**Extrait du document**
Penser la gestion des ressources finies : un impératif écologique

Pas simple de penser, en 2013, que dans moins d’années qu’on ne le pense on ne pourra plus faire aussi facilement des iPhone en aluminium, des vitres en verre ou des éoliennes efficaces. Les problèmes d’énergie et de développement sont liés aux problèmes de l’épuisement à venir des ressources finies, surexploitées depuis le début du vingtième siècle. Alors que le président Obama vient de s’exprimer sur ses engagements écologiques à tenir, il est bon parfois de revenir à l’essentiel : seuls une pensée et un mode de vie durables enfanteront une économie durable.

Le 18 mai 2013 est la date théorique estimée, et anecdotique pour beaucoup d’entre nous, du « dernier poisson français ». Si la France n’importait pas 62% de sa consommation en produits marins, elle aurait alors à ce jour épuisé son stock de ressources. « En 1990, cette date fatidique — et théorique — tombait le 6 septembre ; en 2011, c’était le 13 juin ; en 2012, le 21 mai ; cette année, elle arrive dès le 18 mai. Ce moment critique de plus en plus précoce trahit un déclin de la ressource. » affirme Le Monde.

Cet exemple est évocateur. Premièrement, et contrairement à ce que la journaliste du Monde prétend, la date, toujours plus précoce, de l’épuisement des quotas français en termes de produits marins traduit non pas directement l’épuisement de la ressource mais l’écart croissant entre offre (combien de poissons le français mange-t-il ?) et demande (combien la nature est-elle capable de fournir de poissons chaque année ?). La quantité totale de ressource disponible n’a de sens qu’une fois mise en perspective avec le nombre de prétendants à celle-ci. Deuxièmement, nous sommes capables d’évaluer les niveaux de stock, de nous alerter et de prendre des mesures pour tenter d’enrayer le cercle vicieux mais moins facilement de changer nos habitudes (comment réagirait-on si on nous imposait de manger deux fois moins de poisson ?) quand bien même la cause est tout à fait louable, à savoir la préservation de notre capital ressource.

**Travail à faire**
1. Recopiez fidèlement le passage de l'extrait sur les ressources finies allant de "Pas simple de" à "une économie durable.".
2. D'après l'extrait sur les ressources finies, pourquoi la date du « dernier poisson français », toujours plus précoce, ne traduit-elle pas directement l'épuisement de la ressource ?
3. Selon l'extrait sur les ressources finies, quelle part de sa consommation de produits marins la France importe-t-elle ?

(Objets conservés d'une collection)
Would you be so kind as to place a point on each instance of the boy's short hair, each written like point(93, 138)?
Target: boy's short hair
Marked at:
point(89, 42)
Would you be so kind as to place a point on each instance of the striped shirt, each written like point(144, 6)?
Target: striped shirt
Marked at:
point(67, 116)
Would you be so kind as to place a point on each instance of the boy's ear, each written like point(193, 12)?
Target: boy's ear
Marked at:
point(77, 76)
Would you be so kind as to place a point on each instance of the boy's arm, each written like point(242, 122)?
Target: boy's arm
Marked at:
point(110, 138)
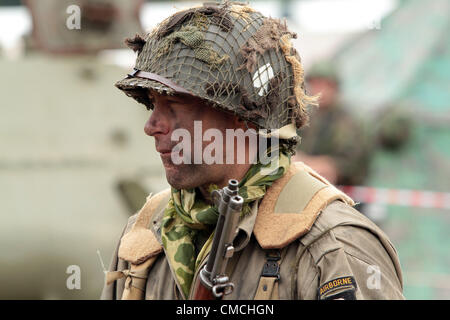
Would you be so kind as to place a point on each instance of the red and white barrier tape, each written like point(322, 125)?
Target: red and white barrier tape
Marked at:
point(400, 197)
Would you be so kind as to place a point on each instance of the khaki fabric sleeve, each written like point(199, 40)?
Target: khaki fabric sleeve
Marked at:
point(348, 262)
point(115, 289)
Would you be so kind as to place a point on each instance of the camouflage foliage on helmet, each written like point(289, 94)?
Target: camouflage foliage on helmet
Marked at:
point(229, 55)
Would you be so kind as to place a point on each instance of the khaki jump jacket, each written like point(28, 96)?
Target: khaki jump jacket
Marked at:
point(327, 249)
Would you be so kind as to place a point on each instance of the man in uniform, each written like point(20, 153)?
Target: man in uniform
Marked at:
point(225, 66)
point(334, 144)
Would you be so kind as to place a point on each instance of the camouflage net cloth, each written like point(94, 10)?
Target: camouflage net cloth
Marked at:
point(231, 56)
point(187, 216)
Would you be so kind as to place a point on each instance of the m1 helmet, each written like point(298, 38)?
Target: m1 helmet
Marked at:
point(229, 55)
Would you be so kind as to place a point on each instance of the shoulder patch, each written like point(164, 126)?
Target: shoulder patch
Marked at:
point(334, 285)
point(291, 206)
point(140, 244)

**Solutions rédigées**
1.
Pas simple de penser, en 2013, que dans moins d’années qu’on ne le pense on ne pourra plus faire aussi facilement des iPhone en aluminium, des vitres en verre ou des éoliennes efficaces. Les problèmes d’énergie et de développement sont liés aux problèmes de l’épuisement à venir des ressources finies, surexploitées depuis le début du vingtième siècle. Alors que le président Obama vient de s’exprimer sur ses engagements écologiques à tenir, il est bon parfois de revenir à l’essentiel : seuls une pensée et un mode de vie durables enfanteront une économie durable.

2. Elle traduit plutôt l'écart croissant entre la quantité de poisson que consomment les Français et celle que la nature est capable de fournir chaque année. En effet, la quantité totale de ressource disponible n'a de sens qu'une fois mise en perspective avec le nombre de prétendants à celle-ci.

3. 62 %.